TASK REQUIREMENTS => Copy the following material line for line, without any changes.

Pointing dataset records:

=====

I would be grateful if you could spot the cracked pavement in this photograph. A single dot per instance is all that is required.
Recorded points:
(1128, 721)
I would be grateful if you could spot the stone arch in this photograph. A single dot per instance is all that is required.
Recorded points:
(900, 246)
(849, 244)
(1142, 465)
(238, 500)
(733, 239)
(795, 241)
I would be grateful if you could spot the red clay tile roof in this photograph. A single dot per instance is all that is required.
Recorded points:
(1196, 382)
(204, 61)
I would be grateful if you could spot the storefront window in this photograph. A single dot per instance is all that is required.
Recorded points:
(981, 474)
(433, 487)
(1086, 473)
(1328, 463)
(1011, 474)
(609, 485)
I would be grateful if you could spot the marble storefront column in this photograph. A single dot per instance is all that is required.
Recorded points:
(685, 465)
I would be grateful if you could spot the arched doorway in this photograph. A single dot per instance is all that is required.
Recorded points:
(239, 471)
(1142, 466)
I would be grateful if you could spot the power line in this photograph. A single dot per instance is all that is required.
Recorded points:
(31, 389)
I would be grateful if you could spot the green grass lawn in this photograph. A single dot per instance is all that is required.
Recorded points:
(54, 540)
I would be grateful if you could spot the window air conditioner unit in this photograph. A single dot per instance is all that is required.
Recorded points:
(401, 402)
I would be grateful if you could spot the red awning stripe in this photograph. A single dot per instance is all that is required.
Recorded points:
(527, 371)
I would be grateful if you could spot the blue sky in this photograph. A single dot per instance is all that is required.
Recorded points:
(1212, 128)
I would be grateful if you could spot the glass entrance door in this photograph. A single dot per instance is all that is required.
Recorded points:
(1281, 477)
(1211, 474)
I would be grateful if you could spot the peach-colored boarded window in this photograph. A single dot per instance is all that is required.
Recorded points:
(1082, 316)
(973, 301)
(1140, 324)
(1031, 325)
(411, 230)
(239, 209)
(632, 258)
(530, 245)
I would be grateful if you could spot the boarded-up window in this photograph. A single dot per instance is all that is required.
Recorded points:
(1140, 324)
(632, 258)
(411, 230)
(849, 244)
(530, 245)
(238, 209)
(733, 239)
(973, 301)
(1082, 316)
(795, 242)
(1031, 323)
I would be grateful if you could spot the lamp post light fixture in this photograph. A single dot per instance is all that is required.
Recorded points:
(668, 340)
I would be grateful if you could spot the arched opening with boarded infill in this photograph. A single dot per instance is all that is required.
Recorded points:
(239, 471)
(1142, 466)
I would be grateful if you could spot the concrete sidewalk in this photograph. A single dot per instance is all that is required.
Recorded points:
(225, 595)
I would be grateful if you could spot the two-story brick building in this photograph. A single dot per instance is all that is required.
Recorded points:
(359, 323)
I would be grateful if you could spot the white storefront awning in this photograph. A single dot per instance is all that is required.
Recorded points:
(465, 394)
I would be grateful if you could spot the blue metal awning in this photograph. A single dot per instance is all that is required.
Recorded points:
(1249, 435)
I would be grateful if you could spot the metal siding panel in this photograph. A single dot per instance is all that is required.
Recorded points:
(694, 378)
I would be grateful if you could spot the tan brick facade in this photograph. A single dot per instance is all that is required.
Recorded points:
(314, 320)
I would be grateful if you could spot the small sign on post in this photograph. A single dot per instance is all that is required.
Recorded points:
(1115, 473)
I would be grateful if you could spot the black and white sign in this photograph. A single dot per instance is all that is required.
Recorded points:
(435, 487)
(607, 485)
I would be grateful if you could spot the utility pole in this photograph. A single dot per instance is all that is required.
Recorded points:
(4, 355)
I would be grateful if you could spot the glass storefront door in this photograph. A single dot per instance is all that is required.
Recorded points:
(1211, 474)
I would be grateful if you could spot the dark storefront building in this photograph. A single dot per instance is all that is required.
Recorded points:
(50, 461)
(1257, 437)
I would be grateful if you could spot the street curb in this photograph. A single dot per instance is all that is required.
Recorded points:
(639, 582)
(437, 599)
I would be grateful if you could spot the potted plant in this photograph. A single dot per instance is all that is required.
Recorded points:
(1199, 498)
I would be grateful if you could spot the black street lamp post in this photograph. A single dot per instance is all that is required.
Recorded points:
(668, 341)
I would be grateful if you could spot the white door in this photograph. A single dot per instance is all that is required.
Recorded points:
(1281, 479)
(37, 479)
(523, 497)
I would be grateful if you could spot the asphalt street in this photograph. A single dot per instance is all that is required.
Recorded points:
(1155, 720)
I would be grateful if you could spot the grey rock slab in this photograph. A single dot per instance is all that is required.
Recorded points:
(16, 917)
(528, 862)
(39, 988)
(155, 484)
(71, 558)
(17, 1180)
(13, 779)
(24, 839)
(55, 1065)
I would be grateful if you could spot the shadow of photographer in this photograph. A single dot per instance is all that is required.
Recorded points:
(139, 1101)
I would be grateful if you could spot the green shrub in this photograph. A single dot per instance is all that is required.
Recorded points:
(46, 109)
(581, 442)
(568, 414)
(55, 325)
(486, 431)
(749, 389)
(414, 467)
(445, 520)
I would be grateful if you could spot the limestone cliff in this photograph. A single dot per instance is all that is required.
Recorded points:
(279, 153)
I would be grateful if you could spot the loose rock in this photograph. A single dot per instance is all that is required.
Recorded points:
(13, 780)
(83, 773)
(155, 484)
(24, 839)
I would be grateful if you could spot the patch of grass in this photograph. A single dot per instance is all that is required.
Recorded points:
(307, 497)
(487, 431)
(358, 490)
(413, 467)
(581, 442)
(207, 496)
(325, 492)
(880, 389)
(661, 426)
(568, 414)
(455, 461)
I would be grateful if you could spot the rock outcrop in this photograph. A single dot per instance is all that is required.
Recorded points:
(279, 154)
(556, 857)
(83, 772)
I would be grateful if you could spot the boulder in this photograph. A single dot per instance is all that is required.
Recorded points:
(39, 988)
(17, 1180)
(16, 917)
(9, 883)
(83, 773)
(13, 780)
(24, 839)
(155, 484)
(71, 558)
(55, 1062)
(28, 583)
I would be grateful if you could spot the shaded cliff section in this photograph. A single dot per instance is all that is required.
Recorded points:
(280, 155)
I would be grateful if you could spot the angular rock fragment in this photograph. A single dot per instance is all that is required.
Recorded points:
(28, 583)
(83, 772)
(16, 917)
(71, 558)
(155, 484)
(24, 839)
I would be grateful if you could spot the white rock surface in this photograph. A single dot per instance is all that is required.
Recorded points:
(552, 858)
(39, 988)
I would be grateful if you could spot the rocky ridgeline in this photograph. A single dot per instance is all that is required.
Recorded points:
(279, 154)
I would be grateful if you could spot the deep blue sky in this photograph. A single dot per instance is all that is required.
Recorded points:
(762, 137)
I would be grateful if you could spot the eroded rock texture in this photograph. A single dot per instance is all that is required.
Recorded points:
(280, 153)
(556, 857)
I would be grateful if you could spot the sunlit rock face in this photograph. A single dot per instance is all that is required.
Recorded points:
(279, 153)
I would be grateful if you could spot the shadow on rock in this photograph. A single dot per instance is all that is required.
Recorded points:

=====

EXERCISE ANSWER =>
I would be grateful if you could spot the cracked pavement in this photograph. A single dot per instance is all that is required.
Recorded points:
(1128, 721)
I would be grateful if you could spot the stone arch in this photograph. A single dot per instance is all that is required.
Recorded points:
(900, 246)
(849, 244)
(1142, 465)
(238, 500)
(733, 239)
(795, 241)
I would be grateful if you could spot the red clay tile roof in this photograph. A single dot per instance is all that is required.
Recorded points:
(1196, 382)
(204, 61)
I would be grateful if you could spot the storefront window in this photograph. A single dot per instance is all that is required.
Recorded points:
(981, 474)
(433, 487)
(1086, 473)
(1328, 463)
(1011, 474)
(609, 485)
I would be grateful if you could spot the marble storefront column in this photograph. A single dot per instance is all that is required.
Recorded points:
(685, 465)
I would be grateful if you could spot the arched doorway in this photograph. A single dot per instance is all that is required.
Recorded points:
(239, 471)
(1142, 466)
I would be grateful if you could spot the power line in this photograph. A single dot per instance is all that is required.
Recorded points:
(31, 389)
I would be grateful if you could spot the green grass lawn in this photograph. A single dot per instance is all that is required.
Recorded points:
(54, 540)
I would be grateful if you could spot the window air conditioner unit in this photograph. A single dot per instance is all that is required.
Recorded points:
(401, 402)
I would be grateful if you could spot the red awning stripe in this photograph. A single dot per instance is all that is required.
Recorded points:
(527, 371)
I would be grateful if you could spot the blue sky in this photograph. A single dot per instance is all that is required.
Recorded points:
(1212, 128)
I would be grateful if you could spot the glass entrance door in this photograph. A single dot per instance is all that is required.
Recorded points:
(1281, 477)
(1211, 474)
I would be grateful if you could spot the peach-colored boarded window in this photograph. A single dot per instance is all that is required.
Recorded points:
(1082, 316)
(973, 301)
(1140, 324)
(1031, 325)
(411, 230)
(239, 209)
(632, 258)
(530, 245)
I would be grateful if you could spot the boarded-up window in this photograph. A single dot per instance is all that is required.
Recorded points:
(1140, 324)
(632, 258)
(411, 230)
(849, 244)
(530, 245)
(238, 209)
(733, 239)
(973, 301)
(1082, 316)
(795, 242)
(1031, 323)
I would be grateful if you could spot the lamp post light fixture in this photograph. A single dot per instance is all that is required.
Recorded points:
(668, 340)
I would be grateful if you could spot the arched opening with boarded infill in this photograph. A single dot per instance is all that is required.
Recorded points:
(239, 471)
(1142, 466)
I would be grateful if you could spot the concrete sidewalk in this photograph. A single dot per instance is all that is required.
Recorded points:
(225, 595)
I would be grateful if you could spot the two-story brick building in this photograph. A single dot per instance is all that is required.
Recorded points:
(359, 323)
I would be grateful if you could spot the white storefront awning in this photograph. A single dot per instance is all that is required.
Recorded points:
(465, 394)
I would be grateful if you could spot the blue metal awning in this photograph. A single dot per instance is all that is required.
Recorded points:
(1249, 435)
I would be grateful if you could spot the metal siding panel in this photograph. A single dot per instance is all that is required.
Recorded points:
(694, 378)
I would be grateful if you could spot the tan brick facade in this photograph. A single dot per instance is all that is required.
Recorded points:
(314, 320)
I would be grateful if you could spot the small sign on post in this photograph. A single dot per instance is all that is required.
Recorded points:
(1115, 473)
I would be grateful if you could spot the black and white sign in this photograph. A single dot per instance is all that is required.
Recorded points:
(435, 487)
(607, 485)
I would be grateful if you could spot the utility pole in this photograph. A single dot per instance is all that is required.
Recorded points:
(4, 355)
I would be grateful if you could spot the glass storefront door in this photograph. A single dot per instance is all that is required.
Recorded points:
(1211, 474)
I would be grateful if you could spot the dark storefront building in this photograph. A single dot per instance is all that is required.
Recorded points:
(50, 461)
(1257, 437)
I would be grateful if you could spot the street curb in this photograph. A single dot per instance is all that is required.
Recorded points:
(639, 582)
(437, 599)
I would be grateful if you could spot the potted plant in this photograph. A single dot per instance is all that is required.
Recorded points:
(1199, 498)
I would be grateful if you could spot the black street lamp post in this photograph. A single dot per instance is all that is required.
Recorded points:
(668, 341)
I would be grateful if you could spot the white door in this photograph. A single dot per instance is all that is required.
Recorded points:
(1281, 479)
(37, 479)
(523, 497)
I would be grateful if you could spot the asphalt street in this photograph. A single dot per instance is all that is required.
Recorded points:
(1155, 720)
I would be grateful if you could spot the grey rock slab in this photograph. A single dot per instance is all that is required.
Recorded points:
(16, 917)
(528, 862)
(39, 988)
(155, 484)
(71, 558)
(17, 1180)
(13, 779)
(24, 839)
(55, 1065)
I would be grateful if you could spot the shadow of photographer in this photograph. A single dot per instance is all that is required.
Recorded points:
(139, 1101)
I would be grateful if you could spot the green shrub in this photograph. A single dot per instance is all that is required.
Recorded points:
(46, 109)
(581, 442)
(568, 414)
(55, 325)
(486, 431)
(749, 389)
(414, 467)
(445, 520)
I would be grateful if you could spot the limestone cliff in this photograph. A single dot per instance is all that is required.
Recorded points:
(279, 153)
I would be grateful if you could spot the loose rock in this photograph. A single dot per instance is all that is required.
Recorded points:
(13, 780)
(83, 773)
(155, 484)
(24, 839)
I would be grateful if you could spot the patch of grass in this photograph. A single dot per instance is all that is required.
Recorded points:
(307, 497)
(487, 431)
(358, 490)
(413, 467)
(581, 442)
(207, 496)
(325, 492)
(880, 389)
(661, 426)
(568, 414)
(455, 461)
I would be grateful if you could spot the rock outcrop in this photograph. A single dot per instance is all that is required.
Recorded points:
(279, 154)
(556, 857)
(83, 772)
I would be grateful if you could spot the boulder in this photograph. A single dot per instance is all that is required.
Recorded points:
(39, 988)
(17, 1180)
(16, 917)
(9, 883)
(83, 773)
(13, 780)
(24, 839)
(155, 484)
(71, 558)
(55, 1062)
(28, 583)
I would be grateful if you could spot the shaded cliff section in this photograph. A single dot per instance is all that is required.
Recorded points:
(280, 155)
I would be grateful if you could spot the angular rock fragment in this photograph. A single dot per instance is all that is required.
Recorded points:
(28, 583)
(83, 772)
(16, 917)
(71, 558)
(155, 484)
(24, 839)
I would be grateful if you could spot the white rock surface in this photograph. A single dot per instance is all that is required.
Recorded points:
(552, 858)
(39, 988)
I would be grateful if you could spot the rocky ridgeline in this photograph. A single dot per instance is all that is required.
Recorded points:
(279, 154)
I would be grateful if you could spot the deep blue sky in this photograph. A single dot per instance is all that is required.
Recorded points:
(762, 137)
I would be grateful if you could spot the eroded rock texture in this photograph. A single dot per instance is all that is required.
Recorded points:
(280, 153)
(556, 857)
I would be grateful if you could spot the sunlit rock face in this photograph. A single dot per instance is all that is required.
Recorded points:
(279, 153)
I would be grateful if you could spot the shadow on rock in this photograph. A single dot per instance is all that is required.
Recorded points:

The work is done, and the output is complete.